-- Start Text segment --

Energy is the second best performing sector in this year, having risen more than 14 percent. Much of those gains came earlier this year. The sector is up 3.2 percent over the last three months, putting it in the middle of the pack.
Navellier believes companies focused on natural gas will be fine following a blistering hot summer that boosted electricity demand and with forecasts pointing to a freezing winter. But the market is overestimating a summer rally in crude oil prices and the ability of crude demand to hold up.
"What happens after Labor Day, worldwide demand will drop off and the glut will be out of control," the chairman of Navellier & Associates told CNBC's "Squawk Box."
Commodity analysts have worried for some time that huge stockpiles of fuels like gasoline and diesel will reduce demand for feedstock crude oil at refineries during the fall maintenance season, when their activity is already slow. That could lead to a further buildup in crude inventories that will eventually cause another dip in oil prices.
Prices have recently been bolstered by speculation that OPEC members and other producers could cut a deal to boost crude futures when they meet next month. But Navellier cited a Goldman Sachs study that said excess supply would continue weigh down crude prices even if OPEC agreed to take coordinated action to limit output.
Further, energy companies don't have the earnings or the sales to sustain their stock gains, he said.
"I'm very, very concerned that people have confused seasonal strength with real strength, and so it's not going to end well. Oil always goes up in March and always goes down in September," he said.
Navellier said oil prices could bottom at the recent low around $38, or they could retest the winter lows in the high $20s.

-- End Text segment --
-- Start Information given --

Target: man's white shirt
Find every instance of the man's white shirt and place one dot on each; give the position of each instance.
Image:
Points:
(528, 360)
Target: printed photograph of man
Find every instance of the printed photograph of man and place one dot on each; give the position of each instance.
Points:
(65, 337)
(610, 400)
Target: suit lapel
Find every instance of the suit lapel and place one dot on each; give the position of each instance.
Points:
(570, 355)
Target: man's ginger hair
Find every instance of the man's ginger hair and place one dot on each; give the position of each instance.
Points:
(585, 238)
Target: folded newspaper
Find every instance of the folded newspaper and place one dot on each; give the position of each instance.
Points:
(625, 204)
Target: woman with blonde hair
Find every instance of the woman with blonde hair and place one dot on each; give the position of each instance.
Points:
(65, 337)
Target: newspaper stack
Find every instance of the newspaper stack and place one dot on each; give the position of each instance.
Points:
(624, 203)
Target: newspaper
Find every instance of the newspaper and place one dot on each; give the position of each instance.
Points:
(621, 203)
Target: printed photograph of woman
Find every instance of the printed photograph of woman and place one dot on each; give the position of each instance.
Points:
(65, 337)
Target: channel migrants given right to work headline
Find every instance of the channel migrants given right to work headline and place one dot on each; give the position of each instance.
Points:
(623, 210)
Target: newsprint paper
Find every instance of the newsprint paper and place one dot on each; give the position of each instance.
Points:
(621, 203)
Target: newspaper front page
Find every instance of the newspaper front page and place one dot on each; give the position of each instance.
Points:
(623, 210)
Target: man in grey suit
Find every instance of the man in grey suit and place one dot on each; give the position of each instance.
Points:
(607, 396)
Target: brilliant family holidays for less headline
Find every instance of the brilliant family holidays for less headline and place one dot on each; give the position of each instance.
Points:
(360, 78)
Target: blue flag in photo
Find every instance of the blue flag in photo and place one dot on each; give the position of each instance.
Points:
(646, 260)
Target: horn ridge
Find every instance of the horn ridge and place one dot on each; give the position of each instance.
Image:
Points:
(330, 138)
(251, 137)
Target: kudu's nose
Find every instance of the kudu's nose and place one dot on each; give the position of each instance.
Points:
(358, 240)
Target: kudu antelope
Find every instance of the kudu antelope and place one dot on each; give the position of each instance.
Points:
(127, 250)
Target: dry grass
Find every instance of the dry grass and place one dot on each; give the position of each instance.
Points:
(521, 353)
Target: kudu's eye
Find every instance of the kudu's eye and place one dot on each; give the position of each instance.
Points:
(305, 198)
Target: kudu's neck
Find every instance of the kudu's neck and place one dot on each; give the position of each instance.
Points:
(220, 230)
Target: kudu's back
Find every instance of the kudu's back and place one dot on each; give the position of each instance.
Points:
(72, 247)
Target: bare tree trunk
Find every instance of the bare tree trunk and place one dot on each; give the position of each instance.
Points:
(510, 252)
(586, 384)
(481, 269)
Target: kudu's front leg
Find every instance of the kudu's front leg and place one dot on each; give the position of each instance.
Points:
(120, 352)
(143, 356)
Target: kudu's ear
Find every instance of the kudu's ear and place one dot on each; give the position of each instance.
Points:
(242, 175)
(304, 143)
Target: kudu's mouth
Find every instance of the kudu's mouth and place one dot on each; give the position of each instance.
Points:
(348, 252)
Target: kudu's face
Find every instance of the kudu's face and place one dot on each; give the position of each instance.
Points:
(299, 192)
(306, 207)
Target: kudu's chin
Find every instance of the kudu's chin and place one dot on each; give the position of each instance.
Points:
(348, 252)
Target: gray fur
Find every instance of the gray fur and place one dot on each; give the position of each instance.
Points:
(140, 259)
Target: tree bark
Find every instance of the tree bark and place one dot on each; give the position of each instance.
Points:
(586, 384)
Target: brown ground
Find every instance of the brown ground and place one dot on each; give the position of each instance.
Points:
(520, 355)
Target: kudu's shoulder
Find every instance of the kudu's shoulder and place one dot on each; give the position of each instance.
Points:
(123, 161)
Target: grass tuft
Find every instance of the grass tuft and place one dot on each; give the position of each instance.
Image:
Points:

-- End Information given --

__Objective__.
Could you repeat the oil market text starting at "Further, energy companies" and ending at "the high $20s.", replacing "September" with "October"?

__Solution to the problem__.
Further, energy companies don't have the earnings or the sales to sustain their stock gains, he said.
"I'm very, very concerned that people have confused seasonal strength with real strength, and so it's not going to end well. Oil always goes up in March and always goes down in October," he said.
Navellier said oil prices could bottom at the recent low around $38, or they could retest the winter lows in the high $20s.